Point-per-instance localization data:
──────────────────────────────
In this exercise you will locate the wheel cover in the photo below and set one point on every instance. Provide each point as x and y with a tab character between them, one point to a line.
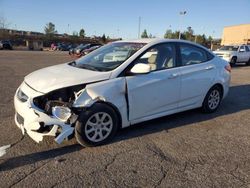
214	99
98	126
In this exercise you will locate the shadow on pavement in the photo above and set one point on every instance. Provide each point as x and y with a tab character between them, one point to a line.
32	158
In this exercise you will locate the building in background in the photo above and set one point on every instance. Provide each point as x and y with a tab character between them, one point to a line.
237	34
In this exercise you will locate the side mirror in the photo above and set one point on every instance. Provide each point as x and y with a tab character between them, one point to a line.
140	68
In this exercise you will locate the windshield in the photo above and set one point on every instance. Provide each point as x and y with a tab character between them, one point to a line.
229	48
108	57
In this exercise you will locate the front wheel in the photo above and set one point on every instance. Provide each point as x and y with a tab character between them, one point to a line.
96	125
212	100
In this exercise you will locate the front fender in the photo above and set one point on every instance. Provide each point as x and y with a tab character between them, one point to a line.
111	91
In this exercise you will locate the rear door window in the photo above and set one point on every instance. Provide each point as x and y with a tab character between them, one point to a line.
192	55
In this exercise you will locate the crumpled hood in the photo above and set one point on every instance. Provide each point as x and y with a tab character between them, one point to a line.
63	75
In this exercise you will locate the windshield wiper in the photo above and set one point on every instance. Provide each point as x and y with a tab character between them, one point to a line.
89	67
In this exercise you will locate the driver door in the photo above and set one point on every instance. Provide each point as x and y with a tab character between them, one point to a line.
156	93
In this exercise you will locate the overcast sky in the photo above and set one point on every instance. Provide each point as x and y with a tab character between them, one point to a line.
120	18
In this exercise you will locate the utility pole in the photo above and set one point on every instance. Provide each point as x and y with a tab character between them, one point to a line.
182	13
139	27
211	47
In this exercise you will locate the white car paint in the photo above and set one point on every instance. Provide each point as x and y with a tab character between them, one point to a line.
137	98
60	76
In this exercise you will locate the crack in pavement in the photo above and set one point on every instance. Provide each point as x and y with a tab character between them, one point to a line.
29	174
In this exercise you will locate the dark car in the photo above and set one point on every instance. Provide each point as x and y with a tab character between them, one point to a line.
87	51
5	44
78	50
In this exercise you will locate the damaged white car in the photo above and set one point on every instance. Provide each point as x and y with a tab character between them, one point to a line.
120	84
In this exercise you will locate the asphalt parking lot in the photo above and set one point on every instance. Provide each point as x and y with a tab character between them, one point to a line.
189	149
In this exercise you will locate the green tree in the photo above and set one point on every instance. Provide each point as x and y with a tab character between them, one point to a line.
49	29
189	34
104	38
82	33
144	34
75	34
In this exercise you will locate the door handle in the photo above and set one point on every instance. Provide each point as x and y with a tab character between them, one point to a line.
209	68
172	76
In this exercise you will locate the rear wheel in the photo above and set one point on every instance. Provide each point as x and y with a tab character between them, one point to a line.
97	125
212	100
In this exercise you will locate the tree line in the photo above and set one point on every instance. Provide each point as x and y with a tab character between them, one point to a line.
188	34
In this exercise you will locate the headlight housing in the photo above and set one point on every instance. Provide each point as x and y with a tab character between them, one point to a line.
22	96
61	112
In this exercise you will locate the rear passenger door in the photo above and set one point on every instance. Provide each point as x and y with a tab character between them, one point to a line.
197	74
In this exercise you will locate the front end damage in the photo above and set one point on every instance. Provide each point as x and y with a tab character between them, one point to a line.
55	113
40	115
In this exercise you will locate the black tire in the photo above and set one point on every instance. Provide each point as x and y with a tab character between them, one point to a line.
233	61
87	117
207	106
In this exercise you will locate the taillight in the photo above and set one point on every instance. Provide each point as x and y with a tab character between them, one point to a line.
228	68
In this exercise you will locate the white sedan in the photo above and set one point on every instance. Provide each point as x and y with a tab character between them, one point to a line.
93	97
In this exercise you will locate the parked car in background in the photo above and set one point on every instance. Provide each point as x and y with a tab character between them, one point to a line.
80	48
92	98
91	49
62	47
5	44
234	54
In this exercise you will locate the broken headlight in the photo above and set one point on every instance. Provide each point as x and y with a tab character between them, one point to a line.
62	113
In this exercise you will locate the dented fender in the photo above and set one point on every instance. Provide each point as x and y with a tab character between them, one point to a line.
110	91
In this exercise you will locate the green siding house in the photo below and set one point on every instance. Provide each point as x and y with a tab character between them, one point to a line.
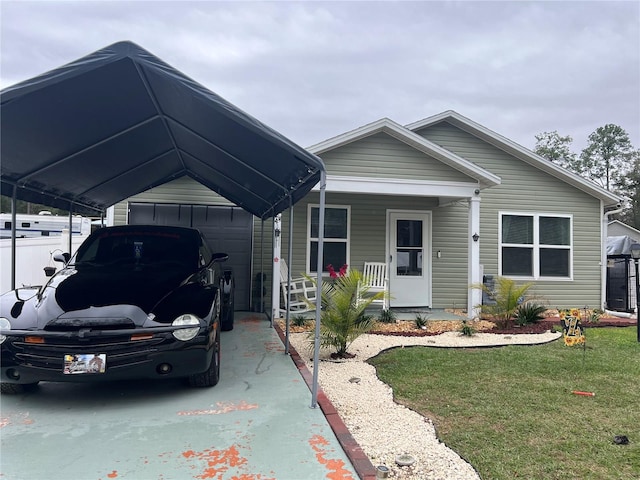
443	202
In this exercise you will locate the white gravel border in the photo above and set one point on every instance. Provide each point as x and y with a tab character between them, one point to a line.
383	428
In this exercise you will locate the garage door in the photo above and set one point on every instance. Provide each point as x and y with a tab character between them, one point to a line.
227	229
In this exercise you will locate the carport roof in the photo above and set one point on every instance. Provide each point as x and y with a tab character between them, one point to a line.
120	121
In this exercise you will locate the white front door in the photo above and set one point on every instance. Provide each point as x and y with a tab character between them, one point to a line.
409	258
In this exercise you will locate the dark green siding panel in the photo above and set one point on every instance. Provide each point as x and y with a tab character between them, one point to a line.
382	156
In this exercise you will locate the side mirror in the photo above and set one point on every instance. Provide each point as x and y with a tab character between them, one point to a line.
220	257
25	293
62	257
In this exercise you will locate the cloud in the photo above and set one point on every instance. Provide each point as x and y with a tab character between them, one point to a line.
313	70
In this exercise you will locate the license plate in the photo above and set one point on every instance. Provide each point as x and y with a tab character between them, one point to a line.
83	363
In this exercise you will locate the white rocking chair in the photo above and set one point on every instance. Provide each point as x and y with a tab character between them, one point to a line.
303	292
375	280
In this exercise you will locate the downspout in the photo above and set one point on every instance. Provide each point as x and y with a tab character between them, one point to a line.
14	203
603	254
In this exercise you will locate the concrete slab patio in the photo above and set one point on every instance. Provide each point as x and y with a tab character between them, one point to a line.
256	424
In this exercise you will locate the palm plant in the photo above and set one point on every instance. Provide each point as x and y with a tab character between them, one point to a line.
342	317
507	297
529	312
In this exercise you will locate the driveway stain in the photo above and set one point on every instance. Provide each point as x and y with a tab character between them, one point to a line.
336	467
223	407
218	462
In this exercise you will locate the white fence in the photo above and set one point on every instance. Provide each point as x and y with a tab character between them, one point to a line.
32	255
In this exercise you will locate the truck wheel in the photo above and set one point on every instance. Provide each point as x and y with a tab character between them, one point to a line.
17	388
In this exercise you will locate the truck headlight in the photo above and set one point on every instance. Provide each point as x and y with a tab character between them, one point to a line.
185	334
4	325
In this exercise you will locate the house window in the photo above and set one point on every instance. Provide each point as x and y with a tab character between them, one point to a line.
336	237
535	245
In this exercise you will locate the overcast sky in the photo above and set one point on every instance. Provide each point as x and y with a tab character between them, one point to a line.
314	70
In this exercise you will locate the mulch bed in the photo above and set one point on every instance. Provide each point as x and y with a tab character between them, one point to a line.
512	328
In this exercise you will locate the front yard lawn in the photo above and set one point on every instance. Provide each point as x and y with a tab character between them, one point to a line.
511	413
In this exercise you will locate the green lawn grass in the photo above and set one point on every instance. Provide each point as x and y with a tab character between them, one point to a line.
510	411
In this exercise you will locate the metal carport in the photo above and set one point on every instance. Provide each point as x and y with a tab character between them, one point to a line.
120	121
──────────────────────────────
What the task asks: Please give every line above again word for word, apart from the pictures.

Result:
In this exercise you will locate the wheel cover in the photo below and set one point on every instance. Provide each point as x and y with a tab character between them, one point to a line.
214	99
98	126
In this exercise you will locate the shadow on pavement in the photo above and set one point on every instance. Provide each point as x and y with a tab character between them, one point to a line.
32	158
In this exercise you will locate the building in background in the photo above and set one point on every instance. Provide each point as x and y with a tab character between them, one point to a line.
237	34
In this exercise you will locate the side mirror in the photo above and set one point on every instance. Provide each point as x and y with a tab character between them, one point to a line.
140	68
In this exercise you will locate the windshield in the photo above and set one point on every instance. Provide each point as x and y with a tab character between them, one point to a line.
229	48
108	57
In this exercise you will locate the front wheel in the photo above and set one point on every instance. Provide each point as x and y with a tab character between them, one point to a line.
96	125
212	100
In this exercise you will locate the front fender in the photo above and set one point on every instance. Provide each point as x and y with a tab character between them, one point to a line.
111	91
In this exercise you will locate the rear door window in the photo above and set one point on every instance. Provide each point as x and y with a tab character between them, one point to a line.
192	55
In this exercise you will locate the crumpled hood in the photo above and set one point on every instance. Provide each point as x and y with a tab character between them, one point to a line.
63	75
In this exercise you will locate the windshield wiper in the photo above and set one point on every instance. Provide each point as x and y with a tab character between them, one point to a line.
89	67
In this exercise you will locate the driver door in the photo above and set one point on every instance. Provide each point as x and y with a tab character between them, one point to a line.
156	93
In this exercise you will locate the overcast sky in the photo above and set one point on every instance. Provide each point as x and y with a tab character between them, one point to a line.
120	18
In this exercise you will locate the utility pole in the photo above and set one point on every instance. Provide each point as x and y with a tab character between them, one point to a line.
182	13
139	27
211	47
In this exercise you will locate the white car paint in the photo above and set one point on every instance. Provide each point as x and y with a tab character between them, one point to a line.
137	98
60	76
In this exercise you will locate the crack in pavement in the photo above and set one point on every instance. Provide each point as x and y with a tab character between them, one point to a line.
29	174
In this exercise you will locate the dark car in the photo above and set one point on every instance. Provide each point as x and y with a tab character between them, one point to a line.
87	51
5	44
78	50
In this exercise you will locate the damaged white car in the photo above and set one point on every instance. Provide each point as x and y with a tab character between them, one point to a line.
120	84
In this exercise you will locate the asphalt parking lot in the photo above and set one point on every instance. Provide each point as x and y with a tab character between them, one point to a line.
189	149
In this exercise you will locate the green tree in the photo above and set one point on every instance. Provide each point as x and y with a tab character between them, one point to a line.
49	29
189	34
104	38
82	33
144	34
75	34
In this exercise you will locate the door handle in the photo above and set one point on every instance. Provide each point as x and y with a tab character between them, one point to a line.
209	68
172	76
In this exercise you will locate the rear wheel in the photo above and set one point on every instance. Provide each point as x and y with a tab character between them, one point to a line.
97	125
212	100
In this exercise you will locate the tree line in the photo above and set one point on every instance. Provide each point as x and y with a tab character between them, one point to a line.
188	34
In this exercise you will locate the headlight housing in the photo above and set one point on every instance. Provide each point as x and y with a tab character between them, one point to a line.
22	96
61	112
In this exercise you will locate the rear passenger door in the photo above and set one point on every instance. Provide each point as x and y with a tab character between them, one point to a line.
197	74
In this exercise you will locate the front end damage in the photo above and set one point on every instance. Provide each point as x and y with a tab character between them, one point to a line.
55	113
40	115
In this exercise you will locate the black tire in the photo above and set one point on every instance. Provide each point as x and y with a tab character between them, one point to a line.
233	61
87	117
207	106
In this exercise you will locate the taillight in the photo above and set one point on every instance. Provide each point as x and y with a tab character between them, one point to a line.
228	68
In this exercise you will locate the white sedan in the photo above and set one point on every instance. Provide each point as x and y with a tab character between them, one point to a line.
93	97
In this exercise you will locate the parked car in background in the photo above and set one point on every instance. Provide each point as x and y with a tab character between them, one point to a line.
80	48
92	98
91	49
62	47
5	44
234	54
In this exercise you will locate the broken headlight in the photo above and set one point on every instance. Provide each point as x and y with a tab character between them, one point to a line.
62	113
In this exercise you will locate the dented fender in the photo above and set one point on every instance. Provide each point as x and y with a tab character between them, one point to a line.
110	91
In this exercise you will locate the green siding house in the photo below and set one point on every instance. Provide each point as x and y with a tab character between them, one point to a line.
443	202
In this exercise you will locate the white gravel border in the photo above and set one point on every instance. Provide each point as x and y with a tab character between them, one point to a line.
383	428
In this exercise you will locate the garage door in the photo above and set one point on every instance. Provide each point as x and y with a tab character between them, one point to a line.
227	229
In this exercise you will locate the carport roof in the photo above and set one point on every instance. Provide each point as x and y with a tab character between them, one point to a line.
120	121
In this exercise you will locate the white front door in the photo above and set one point on every instance. Provide each point as x and y with a tab character between them, one point to a line.
409	258
In this exercise you will locate the dark green siding panel in the photo above and set one point on every instance. Provide each point as x and y with a tab character between them, one point to a line.
382	156
In this exercise you will locate the side mirror in the photo above and set one point on every instance. Provide each point as x and y with a tab character between them, one point to a line.
220	257
25	293
62	257
In this exercise you will locate the cloud in the photo above and set one point on every instance. Provide each point as x and y with a tab character between them, one point to a line.
313	70
In this exercise you will locate the license plate in the photo above and set one point on every instance. Provide each point as x and y with a tab character between them, one point to a line.
83	363
In this exercise you will locate the white rocking chair in the photo above and set one point on every instance. Provide each point as x and y with a tab character between them, one point to a line.
303	292
375	280
In this exercise you will locate the downspout in the photo above and set one point on every instance. Provide each point as x and y with a tab character between them, one point to a line.
14	203
603	254
In this exercise you will locate the concrete slab patio in the photo above and set one point on every instance. Provide each point as x and y with a tab character between them, one point to a line.
256	424
In this exercise you will locate the palm plant in the photo above and set one point on every instance. Provide each point as x and y with a tab character between them, one point to a line.
342	317
507	297
529	312
In this exercise you will locate the driveway stain in the photo above and set one point on every instance. Provide each point as x and y with a tab character between them, one point to a line.
336	467
223	407
218	462
In this exercise you will locate the white fence in the photo above and set one point on every instance. Provide each point as x and y with a tab character between them, one point to a line.
32	255
In this exercise you will locate the truck wheel in the photo above and set one point on every instance. Provide each point as x and y with a tab character between them, one point to a line.
17	388
In this exercise you will locate the truck headlight in the photo above and set one point on every instance. Provide each point as x and y with a tab character between them, one point to a line.
185	334
4	325
In this exercise you will locate the house window in the photo above and set one point on every instance. Provide each point as x and y with a tab character between them, one point to a line.
336	237
535	245
In this exercise you will locate the overcast sky in the photo above and set one point on every instance. Provide each point as x and y with a tab character between them, one point to a line.
314	70
In this exercise you will locate the mulch bed in the photo above and set one point on every instance. Provide each point as x and y with a tab character between them, one point to a line.
512	328
In this exercise you will locate the front yard lawn in the photo above and set one point on every instance. Provide each point as x and y with a tab character between them, one point to a line.
511	413
In this exercise you will locate the green lawn grass in the photo above and set one point on every instance. Provide each point as x and y with a tab character between them, one point to a line.
510	411
In this exercise you will locate the metal carport in the photo above and set one point on every instance. Provide each point as x and y with a tab character between them, one point to a line.
120	121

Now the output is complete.